When building a serverless first platform it’s very hard to ignore the compelling feature set offered by AWS AppSync and DynamoDB. Each service has their own list of great features, but the magic lies when you combine these two services together. I have often said that the sweet spot when working with AWS is when you start to play AWS lego; use the building blocks provided by AWS to “click” the services together using configuration rather than code.
We are using these two services to help build a fully serverless insurance platform and in this article I’m going to share some lessons we have learnt along the way.
1. Determine if you want to use single or multi table design with DynamoDB
One thing the serverless community can agree on is that Alex DeBrie’s DynamoDB book is a must read if you are starting your journey with DynamoDB. DeBrie lays out the best practices for working with DynamoDB, single table design and modelling your tables. He also gives advice on when it may not be appropriate to use single table design, including when you are working with GraphQL.
This is a decision that you will want to make early on in your project. At this stage it's almost universally accepted that single table design is the right approach for most use cases.
For our project we decided on a mixed approach. Where appropriate, we will use single table design to group closely related items together. Closely related items could be defined as items that are likely to be queried together. Determining your access patterns before working on a feature will help you to better understand the relationship between your entities and the types of queries you are going to use.
For loosely related items that sometimes are queried together but also separately, we typically store those entities in separate tables. We rely on AppSync to resolve our entities and aggregate the data into a single response for the client.
We would also use separate tables if the entity stored in a table is versioned. Rather than storing multiple different entities in a table, we would instead store multiple versions of an entity. Keeping the versioned entity in its own table helps to reduce complexity of that table and makes it easier to work with when resolving data from the table.
2. Model your tables following single table design best practices
This point applies regardless if you are using a single or multiple tables!
Part of single table design is decoupling your partition key and sort key from the actual record you are trying to store.
Let's take a record that has an ID, it would be tempting to make this field your partition key and perhaps Date Created as your sort key.
This approach makes your table a lot less flexible for the future. Perhaps you will realise that storing multiple entities in this table is a good idea, by having a partition key named ID it makes it harder to put something else in that field, for example a username.
Instead store the entity type and identifier in a field called partitionKey and sortKey. This is commonplace in single table design, but is still a good practice to follow when using multiple tables.
Some developers prefer to use PK and SK as the names for these fields. At Instil, we tend to avoid acronyms where possible and prefer to use clear and unambiguous naming conventions. Therefore we name these fields “partitionKey” and “sortKey”. At scale this might be something to consider when you want to shorten your attribute names to save on storage but that isn’t an issue for our particular project.
One side point is to always include a sort key field even if you don’t need it right away. You can't add a sort key after a table has been created!

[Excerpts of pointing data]
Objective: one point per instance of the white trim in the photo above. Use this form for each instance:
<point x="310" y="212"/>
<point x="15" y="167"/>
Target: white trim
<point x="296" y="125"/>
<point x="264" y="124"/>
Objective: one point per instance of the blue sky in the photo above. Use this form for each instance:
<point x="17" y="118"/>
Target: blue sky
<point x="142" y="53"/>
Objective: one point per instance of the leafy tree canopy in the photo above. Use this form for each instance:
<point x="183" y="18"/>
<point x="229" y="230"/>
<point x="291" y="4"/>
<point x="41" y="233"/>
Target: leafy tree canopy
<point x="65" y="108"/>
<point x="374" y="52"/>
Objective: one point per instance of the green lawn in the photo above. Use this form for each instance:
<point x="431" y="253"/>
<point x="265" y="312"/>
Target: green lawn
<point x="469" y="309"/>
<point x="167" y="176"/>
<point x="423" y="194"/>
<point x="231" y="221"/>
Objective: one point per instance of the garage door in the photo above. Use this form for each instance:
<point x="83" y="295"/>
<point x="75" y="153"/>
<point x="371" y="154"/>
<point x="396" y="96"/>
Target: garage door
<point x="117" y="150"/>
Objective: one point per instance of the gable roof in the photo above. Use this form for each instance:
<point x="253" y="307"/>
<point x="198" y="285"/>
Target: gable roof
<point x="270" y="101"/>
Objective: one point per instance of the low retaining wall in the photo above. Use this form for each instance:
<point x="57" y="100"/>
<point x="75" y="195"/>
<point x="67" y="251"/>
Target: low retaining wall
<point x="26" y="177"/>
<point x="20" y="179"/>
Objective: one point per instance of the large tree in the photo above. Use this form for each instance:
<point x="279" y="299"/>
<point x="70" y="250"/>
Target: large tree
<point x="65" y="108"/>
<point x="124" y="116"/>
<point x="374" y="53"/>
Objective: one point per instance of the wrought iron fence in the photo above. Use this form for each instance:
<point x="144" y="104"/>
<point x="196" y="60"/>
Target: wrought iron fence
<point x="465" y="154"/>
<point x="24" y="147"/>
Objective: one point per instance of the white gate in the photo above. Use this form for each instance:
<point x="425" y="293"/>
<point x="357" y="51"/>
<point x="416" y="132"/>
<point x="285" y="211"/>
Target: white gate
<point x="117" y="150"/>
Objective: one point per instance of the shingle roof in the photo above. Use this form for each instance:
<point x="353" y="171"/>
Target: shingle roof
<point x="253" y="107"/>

▸ REQUESTS:
• a. Which field names does the DynamoDB article mention as possible names for a partition key or sort key field? List every one.
• b. In the records, swap "shingle roof" for "tile roof" in the lines starting at the one containing "Objective: one point per instance of the white gate" and ending at the last line of the records, and give back only those lines with nothing else changed.

▸ EXPECTED RESULTS:
• a.
ID
Date Created
partitionKey
sortKey
PK
SK

• b.
Objective: one point per instance of the white gate in the photo above. Use this form for each instance:
<point x="425" y="293"/>
<point x="357" y="51"/>
<point x="416" y="132"/>
<point x="285" y="211"/>
Target: white gate
<point x="117" y="150"/>
Objective: one point per instance of the tile roof in the photo above. Use this form for each instance:
<point x="353" y="171"/>
Target: tile roof
<point x="253" y="107"/>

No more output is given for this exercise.